Request:
Print each of the following entries word for word, with no changes of any kind.

Material for this task:
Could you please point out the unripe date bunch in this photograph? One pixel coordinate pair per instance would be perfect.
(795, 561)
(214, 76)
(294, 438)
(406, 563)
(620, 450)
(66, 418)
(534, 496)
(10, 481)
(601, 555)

Expected answer:
Could you please point out the unripe date bunch in this photograph? One pixel coordinate pair per instance would be perfect.
(795, 561)
(214, 76)
(294, 438)
(406, 563)
(620, 450)
(66, 418)
(534, 496)
(10, 481)
(601, 555)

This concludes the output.